The decriminalisation of psychedelic drugs is undoubtedly an important step for social justice. However, there is a much larger issue that needs to be addressed for the psychedelic movement. To see real and widespread change, psychedelic drugs must be accepted in the mainstream medical framework with regulatory clarity setting out a structured pathway.
Decriminalisation is necessary but not a sufficient stepping stone for reform. Psychedelics have an incredible potential to treat a variety of mental health conditions and if we are to simply decriminalise, it attains very little for a mental health revolution.
Given the mental health crisis we are living through, psychedelics could just be the answer.
To achieve this, psychedelics have an urgent need to fit into the existing mental health narrative and be perceived like any medication in our medical establishment. This means that framing psychedelics as an element of the drug reform debate could hinder this being achieved.
A conservative government in the UK is highly unlikely to get on board with psychedelic reform simply because it is the correct thing to do. However, they are significantly more likely to get on board if it isn’t framed as drug reform at all.
Drug reform has always faced the challenge of being an inherently liberal issue, making it incredibly difficult to engage a conservative UK government. To see this kind of policy change requires engagement with hard-to-reach groups and individuals that disagree with reform – something which is certainly easier said than done. Nevertheless, psychedelics have a real opportunity to positively disrupt this and be framed as something entirely different.
What psychedelics need is a fresh, new perspective that no longer sees this as a left-wing issue. Given how controversial of an issue psychedelics have been in the past, reform must be recontextualised.
What if psychedelics were framed as a mental health reform issue rather than one of drug use?
Though calling for decriminalisation is important, seeing these compounds used at scale for therapeutic use requires accompaniment of market authorisation and regulatory clarity for testing psychedelics in a clinical setting.
If we simply call for decriminalisation, it does nothing to address our mental health crisis – this unique aspect to psychedelic drugs is far too precious to be ignored.
Instead, placing psychedelics into the existing medical narrative as something which is not controversial will advance reform.
Drug reformers often make the mistake of campaigning for widespread access and sweeping change immediately. Starting the conservation here will only go to shift conservatives further away from the topic, polarising the field further.

## YOUR TASK:
Rewrite the paragraph of the article on psychedelic reform that begins "Drug reform has always faced" as a short bulleted list that keeps its main points. The listing is separate material with no connection to the article.

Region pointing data
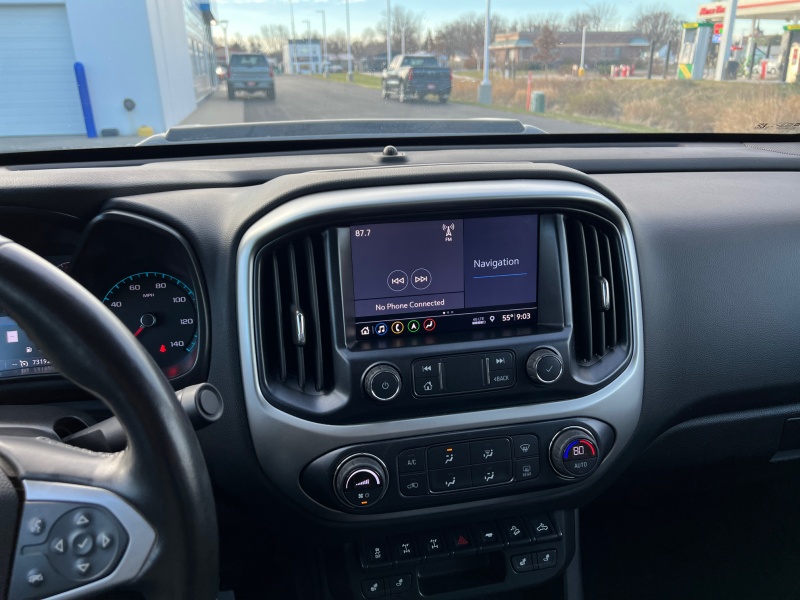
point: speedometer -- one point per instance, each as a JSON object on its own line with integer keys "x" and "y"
{"x": 161, "y": 311}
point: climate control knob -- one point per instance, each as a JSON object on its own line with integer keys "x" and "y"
{"x": 574, "y": 453}
{"x": 360, "y": 481}
{"x": 382, "y": 383}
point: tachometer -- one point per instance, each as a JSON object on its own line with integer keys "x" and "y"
{"x": 161, "y": 311}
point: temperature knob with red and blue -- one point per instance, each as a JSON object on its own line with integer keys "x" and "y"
{"x": 574, "y": 453}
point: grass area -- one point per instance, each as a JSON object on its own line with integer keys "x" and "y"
{"x": 654, "y": 105}
{"x": 358, "y": 79}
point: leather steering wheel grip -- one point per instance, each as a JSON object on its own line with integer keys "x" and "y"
{"x": 162, "y": 473}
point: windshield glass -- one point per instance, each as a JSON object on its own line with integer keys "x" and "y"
{"x": 81, "y": 74}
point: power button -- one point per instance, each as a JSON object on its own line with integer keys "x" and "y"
{"x": 382, "y": 383}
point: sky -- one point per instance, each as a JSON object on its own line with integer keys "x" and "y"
{"x": 247, "y": 16}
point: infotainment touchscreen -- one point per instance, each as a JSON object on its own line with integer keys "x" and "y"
{"x": 447, "y": 275}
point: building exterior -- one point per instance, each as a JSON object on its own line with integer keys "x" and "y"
{"x": 518, "y": 49}
{"x": 302, "y": 57}
{"x": 157, "y": 53}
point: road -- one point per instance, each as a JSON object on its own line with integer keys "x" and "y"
{"x": 302, "y": 98}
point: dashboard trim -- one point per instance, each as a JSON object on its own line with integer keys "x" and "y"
{"x": 285, "y": 444}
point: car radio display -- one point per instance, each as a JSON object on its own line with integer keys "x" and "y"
{"x": 416, "y": 279}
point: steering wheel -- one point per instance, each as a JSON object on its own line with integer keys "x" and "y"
{"x": 75, "y": 522}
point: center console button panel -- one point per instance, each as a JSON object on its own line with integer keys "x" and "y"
{"x": 464, "y": 373}
{"x": 448, "y": 468}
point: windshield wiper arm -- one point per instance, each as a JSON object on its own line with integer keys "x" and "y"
{"x": 338, "y": 129}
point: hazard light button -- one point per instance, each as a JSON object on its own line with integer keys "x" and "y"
{"x": 461, "y": 541}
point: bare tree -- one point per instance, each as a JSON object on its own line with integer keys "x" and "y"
{"x": 274, "y": 38}
{"x": 602, "y": 16}
{"x": 546, "y": 46}
{"x": 658, "y": 25}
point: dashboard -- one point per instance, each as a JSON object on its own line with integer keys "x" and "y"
{"x": 475, "y": 337}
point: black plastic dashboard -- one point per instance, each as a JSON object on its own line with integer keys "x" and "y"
{"x": 709, "y": 250}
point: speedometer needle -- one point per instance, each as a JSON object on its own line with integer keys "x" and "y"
{"x": 147, "y": 320}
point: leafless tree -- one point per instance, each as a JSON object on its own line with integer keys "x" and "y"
{"x": 658, "y": 25}
{"x": 274, "y": 38}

## YOUR RESPONSE:
- Drug reform has always been an inherently liberal issue, which makes it very difficult to engage a conservative UK government.
- Policy change requires engaging hard-to-reach groups and individuals who disagree with reform, which is easier said than done.
- Psychedelics have a real opportunity to disrupt this positively by being framed as something entirely different.